Free Article: Shaping CPD for the future
The Nautical Institute’s Chief Executive John Lloyd FNI talks to Seaways editor Lucy Budd about the importance of continuing professional development in the maritime community
Lucy Budd: Why is CPD so important to The Nautical Institute – and to the maritime sector as a whole?
John Lloyd: As an educational charity, I think it’s right that The Nautical Institute is at the forefront of the CPD conversation. The whole framework of our strategic plan is in the context of continuing professional development. We need to make sure that we’ve got a workforce that understands the importance of staying current. Getting a certificate of competency is a challenge. It is difficult. People work hard for it. And sometimes there’s a danger that they might think – ‘Oh, I’ve achieved that, now it’s all about the experience’. Experience is important, but so is staying up to date. Equipment changes, specifications change. For example, we’re talking about stopping the production of paper charts in the very near future – and yet, most training in many colleges is still done on paper charts, so those who learned this way will need to upskill to adapt to this.
LB: How has the approach to CPD changed in recent years?
JL: I think we’ve seen a move away from regarding just time served as sufficient to revalidate qualifications, whether it’s STCW qualifications or dynamic positioning qualifications. It’s about making sure that throughout people’s careers, they’ve got the skills, knowledge and understanding as well as the attitude to do what they need to do today, but also tomorrow. In a rapidly changing environment that’s not always easy to assess without some formalised structure. That’s not to say that non-formalised CPD is not important, and I think we do a lot of it really well. People continue to talk positively about the Seaways journal and how it’s relevant for them in their day-to-day work. We have Branch meetings that bring to our membership matters of local importance and where they set the priorities and lead the discussion; we attend IMO; we lead the professional debate.
LB: A key question is who decides what CPD is appropriate? How far is that a personal decision, and how far is it something which is defined by the industry or by a governing organisation?
JL: That’s a really significant point, and I think it’s a mix. On a personal level, there are people who will be making decisions about second careers and what will differentiate them from the competition. Is it going to be postgraduate qualifications? Something else? At a broader level, with a huge international workforce, it’s important that people are able to define what is expected in a given role, and that we don’t leave that open to interpretation. If we’re going to have a global workforce working in a harmonised industry, we need to level the playing field and expect the same thing of all of our mariners, and particularly so in the offshore sector. Having something like the NI DP qualification that can be used anywhere in the world is an industry benchmark. It is a guarantee that the fundamental underpinning knowledge, understanding, and capability is in place, and up to date.

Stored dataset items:

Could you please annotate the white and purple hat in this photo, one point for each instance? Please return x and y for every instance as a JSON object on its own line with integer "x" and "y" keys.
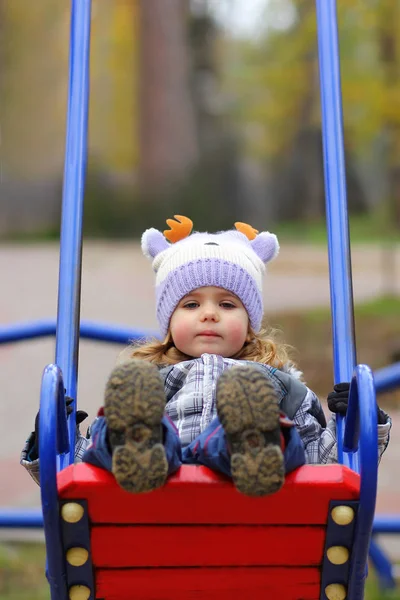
{"x": 234, "y": 260}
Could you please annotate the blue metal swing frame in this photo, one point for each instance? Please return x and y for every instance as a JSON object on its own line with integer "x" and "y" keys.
{"x": 357, "y": 437}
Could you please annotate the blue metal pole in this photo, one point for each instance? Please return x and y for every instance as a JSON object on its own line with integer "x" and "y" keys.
{"x": 68, "y": 312}
{"x": 344, "y": 352}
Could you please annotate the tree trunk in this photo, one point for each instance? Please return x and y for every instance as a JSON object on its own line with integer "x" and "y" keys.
{"x": 168, "y": 139}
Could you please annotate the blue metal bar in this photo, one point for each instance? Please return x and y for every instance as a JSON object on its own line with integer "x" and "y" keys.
{"x": 21, "y": 518}
{"x": 68, "y": 312}
{"x": 90, "y": 330}
{"x": 361, "y": 429}
{"x": 53, "y": 440}
{"x": 343, "y": 338}
{"x": 386, "y": 524}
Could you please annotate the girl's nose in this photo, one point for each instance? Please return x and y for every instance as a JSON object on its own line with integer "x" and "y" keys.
{"x": 210, "y": 314}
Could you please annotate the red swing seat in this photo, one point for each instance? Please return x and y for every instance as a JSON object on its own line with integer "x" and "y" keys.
{"x": 209, "y": 541}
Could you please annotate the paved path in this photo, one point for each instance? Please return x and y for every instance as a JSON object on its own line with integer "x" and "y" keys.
{"x": 117, "y": 287}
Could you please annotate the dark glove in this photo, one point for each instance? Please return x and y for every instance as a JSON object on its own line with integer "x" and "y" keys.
{"x": 339, "y": 399}
{"x": 81, "y": 415}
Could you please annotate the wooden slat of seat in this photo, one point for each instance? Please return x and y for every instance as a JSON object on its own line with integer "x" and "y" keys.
{"x": 206, "y": 545}
{"x": 256, "y": 583}
{"x": 198, "y": 495}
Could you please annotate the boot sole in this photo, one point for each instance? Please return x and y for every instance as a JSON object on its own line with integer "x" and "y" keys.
{"x": 248, "y": 409}
{"x": 133, "y": 408}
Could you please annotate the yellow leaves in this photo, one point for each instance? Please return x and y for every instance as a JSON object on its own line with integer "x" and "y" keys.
{"x": 284, "y": 77}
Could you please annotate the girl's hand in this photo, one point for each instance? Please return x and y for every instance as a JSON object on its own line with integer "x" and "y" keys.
{"x": 339, "y": 399}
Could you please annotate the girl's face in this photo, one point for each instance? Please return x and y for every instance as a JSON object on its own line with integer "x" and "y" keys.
{"x": 210, "y": 320}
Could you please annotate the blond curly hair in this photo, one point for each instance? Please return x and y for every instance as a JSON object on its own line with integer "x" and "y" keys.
{"x": 262, "y": 347}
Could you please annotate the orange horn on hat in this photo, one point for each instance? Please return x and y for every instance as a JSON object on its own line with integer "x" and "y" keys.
{"x": 180, "y": 228}
{"x": 248, "y": 230}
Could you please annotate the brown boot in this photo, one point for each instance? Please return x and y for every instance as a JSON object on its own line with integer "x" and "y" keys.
{"x": 133, "y": 408}
{"x": 248, "y": 409}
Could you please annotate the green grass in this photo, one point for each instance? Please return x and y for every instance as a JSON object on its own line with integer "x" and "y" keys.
{"x": 22, "y": 575}
{"x": 364, "y": 229}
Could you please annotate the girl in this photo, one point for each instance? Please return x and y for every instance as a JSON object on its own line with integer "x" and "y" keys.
{"x": 216, "y": 391}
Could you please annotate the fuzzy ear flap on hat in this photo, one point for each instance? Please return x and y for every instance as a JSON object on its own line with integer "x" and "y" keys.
{"x": 266, "y": 246}
{"x": 153, "y": 242}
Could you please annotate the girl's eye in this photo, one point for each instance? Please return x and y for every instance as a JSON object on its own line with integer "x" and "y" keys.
{"x": 190, "y": 305}
{"x": 227, "y": 305}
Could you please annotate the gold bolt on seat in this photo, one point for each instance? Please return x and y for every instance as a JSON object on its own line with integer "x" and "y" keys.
{"x": 77, "y": 556}
{"x": 72, "y": 512}
{"x": 79, "y": 592}
{"x": 342, "y": 515}
{"x": 337, "y": 555}
{"x": 335, "y": 591}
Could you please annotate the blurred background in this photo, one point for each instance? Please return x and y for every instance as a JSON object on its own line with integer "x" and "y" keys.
{"x": 207, "y": 108}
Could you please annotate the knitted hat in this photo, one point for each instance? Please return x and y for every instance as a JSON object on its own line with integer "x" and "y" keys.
{"x": 233, "y": 260}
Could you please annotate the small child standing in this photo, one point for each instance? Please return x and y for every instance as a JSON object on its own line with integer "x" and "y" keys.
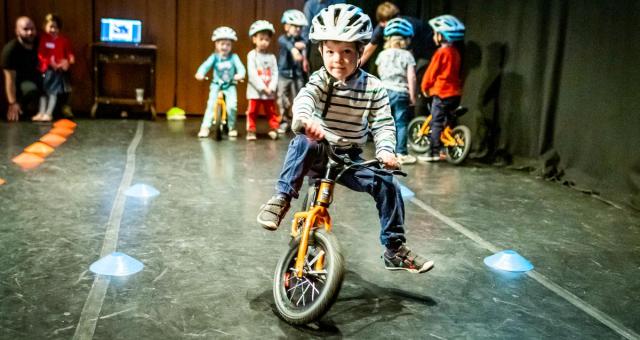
{"x": 227, "y": 69}
{"x": 341, "y": 101}
{"x": 56, "y": 58}
{"x": 397, "y": 70}
{"x": 263, "y": 79}
{"x": 291, "y": 61}
{"x": 442, "y": 79}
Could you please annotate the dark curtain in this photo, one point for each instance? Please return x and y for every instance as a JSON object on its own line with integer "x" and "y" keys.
{"x": 553, "y": 87}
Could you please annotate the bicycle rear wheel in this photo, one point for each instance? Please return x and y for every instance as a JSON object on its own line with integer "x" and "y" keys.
{"x": 302, "y": 300}
{"x": 457, "y": 153}
{"x": 418, "y": 142}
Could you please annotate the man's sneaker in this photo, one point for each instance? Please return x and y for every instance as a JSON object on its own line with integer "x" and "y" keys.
{"x": 272, "y": 212}
{"x": 204, "y": 132}
{"x": 405, "y": 259}
{"x": 406, "y": 159}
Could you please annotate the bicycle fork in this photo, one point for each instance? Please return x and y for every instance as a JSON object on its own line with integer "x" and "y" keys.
{"x": 317, "y": 215}
{"x": 223, "y": 107}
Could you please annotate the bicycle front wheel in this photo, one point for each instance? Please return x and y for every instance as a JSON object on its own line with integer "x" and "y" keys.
{"x": 305, "y": 299}
{"x": 417, "y": 141}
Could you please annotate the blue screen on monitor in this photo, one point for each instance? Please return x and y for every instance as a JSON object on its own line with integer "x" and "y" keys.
{"x": 120, "y": 30}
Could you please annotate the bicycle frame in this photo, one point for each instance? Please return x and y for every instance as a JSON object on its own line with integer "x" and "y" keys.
{"x": 319, "y": 213}
{"x": 446, "y": 137}
{"x": 223, "y": 105}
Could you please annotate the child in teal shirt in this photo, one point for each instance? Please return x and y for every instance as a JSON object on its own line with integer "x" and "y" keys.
{"x": 227, "y": 68}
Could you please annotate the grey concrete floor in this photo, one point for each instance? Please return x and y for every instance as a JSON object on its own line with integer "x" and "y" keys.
{"x": 208, "y": 266}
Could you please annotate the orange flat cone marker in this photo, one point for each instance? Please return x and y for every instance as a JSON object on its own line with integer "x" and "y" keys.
{"x": 65, "y": 123}
{"x": 38, "y": 148}
{"x": 52, "y": 139}
{"x": 28, "y": 160}
{"x": 60, "y": 131}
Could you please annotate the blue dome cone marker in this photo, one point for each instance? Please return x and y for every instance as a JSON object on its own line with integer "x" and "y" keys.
{"x": 142, "y": 191}
{"x": 116, "y": 264}
{"x": 508, "y": 260}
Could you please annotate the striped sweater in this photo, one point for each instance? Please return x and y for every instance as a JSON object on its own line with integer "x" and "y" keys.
{"x": 358, "y": 105}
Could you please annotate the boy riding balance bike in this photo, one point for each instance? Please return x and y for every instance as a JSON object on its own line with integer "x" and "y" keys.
{"x": 342, "y": 104}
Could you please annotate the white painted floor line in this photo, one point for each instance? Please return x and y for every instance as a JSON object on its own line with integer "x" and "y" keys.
{"x": 93, "y": 305}
{"x": 543, "y": 280}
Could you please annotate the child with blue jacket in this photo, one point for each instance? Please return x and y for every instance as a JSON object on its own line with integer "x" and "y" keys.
{"x": 227, "y": 70}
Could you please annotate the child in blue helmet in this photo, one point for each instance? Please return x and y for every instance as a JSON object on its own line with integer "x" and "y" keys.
{"x": 397, "y": 71}
{"x": 442, "y": 80}
{"x": 227, "y": 68}
{"x": 341, "y": 101}
{"x": 291, "y": 63}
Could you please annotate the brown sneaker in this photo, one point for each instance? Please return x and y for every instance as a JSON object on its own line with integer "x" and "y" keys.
{"x": 405, "y": 259}
{"x": 272, "y": 212}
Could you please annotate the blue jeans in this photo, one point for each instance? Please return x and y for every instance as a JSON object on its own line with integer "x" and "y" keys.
{"x": 230, "y": 98}
{"x": 307, "y": 157}
{"x": 441, "y": 109}
{"x": 399, "y": 102}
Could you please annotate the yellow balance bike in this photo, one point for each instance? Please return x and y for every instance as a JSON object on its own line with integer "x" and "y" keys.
{"x": 455, "y": 138}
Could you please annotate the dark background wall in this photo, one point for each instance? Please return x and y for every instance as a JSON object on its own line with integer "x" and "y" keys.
{"x": 551, "y": 85}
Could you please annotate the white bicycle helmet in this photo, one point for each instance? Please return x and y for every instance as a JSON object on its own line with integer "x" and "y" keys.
{"x": 398, "y": 26}
{"x": 449, "y": 26}
{"x": 294, "y": 17}
{"x": 224, "y": 32}
{"x": 341, "y": 22}
{"x": 259, "y": 26}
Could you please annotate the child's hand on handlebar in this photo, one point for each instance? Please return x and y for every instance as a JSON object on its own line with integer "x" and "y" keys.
{"x": 313, "y": 129}
{"x": 389, "y": 161}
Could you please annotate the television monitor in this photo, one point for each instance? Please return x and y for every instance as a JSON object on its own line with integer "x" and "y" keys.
{"x": 120, "y": 30}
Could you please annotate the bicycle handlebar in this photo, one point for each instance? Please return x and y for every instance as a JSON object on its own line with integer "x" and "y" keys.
{"x": 348, "y": 163}
{"x": 224, "y": 84}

PROBLEMS TO SOLVE:
a. In the CPD interview, how does John Lloyd describe The Nautical Institute?
b. Resume the CPD interview after its final sentence and keep it going.

THE ANSWERS:
a. As an educational charity.

b.
LB: What’s the background for the introduction of CPD requirements for DP operators?
JL: This is a high tech, high value, high risk, high reward areas of the industry. DPOs are some of the best qualified people in the world, with 97% of them holding Nautical Institute qualifications. It’s a strange thing that for a long time we didn’t require any obligation to revalidate their certificates, and that just doesn’t make any sense. How do we know that people are current and up to date? In 2015, we introduced a requirement for people to demonstrate ongoing industry experience on board ship for 150 days over a five year period. But even that still works out at just one month a year over that period. Working with industry stakeholders, including vessel operators, the International Marine Contractors Association, the International Marine Forum, through our dynamic positioning training executive group, (DPTEG), we wanted to examine whether time served was really still the best way of ensuring that people have got the skills not just to deal to with day-to-day operations, but with what happens when things go wrong. How can we make sure DPOs are up to date with changing regulations, codes of best practice, learnings from incidents and near misses, and so on? As a result of that conversation, we decided there is a better way of doing things that can enhance safety in the sector.
From 2024, we will be introducing a requirement that all DPOs must have evidence of containing professional development. Because we’re going from a standing start, we’re not piling on huge amounts of CPD obligations from the first day. There are a couple of choices that DPOs need to make. They can attend an approved maritime training institute and do a refresher or re-validation course, followed by an assessment. That will complete the requirement until the next time around. But a lot of people see CPD as something which is better done over a longer period. There are a number of providers offering a flexible learning opportunity via a learn-on-demand model, which would allow you to take a couple of modules a year over the five year period.
LB: But whichever CPD route DPOs choose, that still culminates in an exam at the end of the five-year period?
JL: Yes, everybody must do the re-validation assessment, no matter which CPD model they have followed. The exam can be taken online, but it is an independently delivered and monitored assessment in addition to the study elements. We think it’s an important marker that there are external criteria that DPOs need to meet. If somebody is not successful, then they’re demonstrating to us, that actually their knowledge isn’t current enough and we need to help them with that to make sure they’re fully prepared for the workplace. We are alert to the fact that there are some additional costs to this training and, and quite often that will fall to the individuals. We have made every effort to minimise the costs, and we hope that they will not be an impediment. But at the end of the day we’ve got an obligation to ensure that our operators are as safe as possible – and it isn’t justifiable to say one trip a year for five years is sufficient experience to do that. We hope that this is going to result in significantly fewer incident reports, fewer accidents and better qualified, more capable DPOs.
LB: How are you going to be measuring the outcomes of this change?
JL: Incident reports through IMCA and other channels will be key indicators of how the risks and dangerous occurrences are changing over a period of time. We will be monitoring these very, very carefully.
LB: And as the technology and the abilities of DP technology changes, we’ll be looking to our providers to keep those courses updated?
JL: One of the reasons why there’s a certain amount of flexibility in the CPD scheme is that we actually don’t know what some of the questions will be in five years time. We have to have both a level of sophistication about the questions that we ask, and also a level of agility to adapt to the learning requirement in the years ahead. The maritime industry has always used technology to help us, but we’ve never done that without knowledge learning. We’re just trying to provide a structure for that.
LB: Is technology changing the way that CPD is carried out?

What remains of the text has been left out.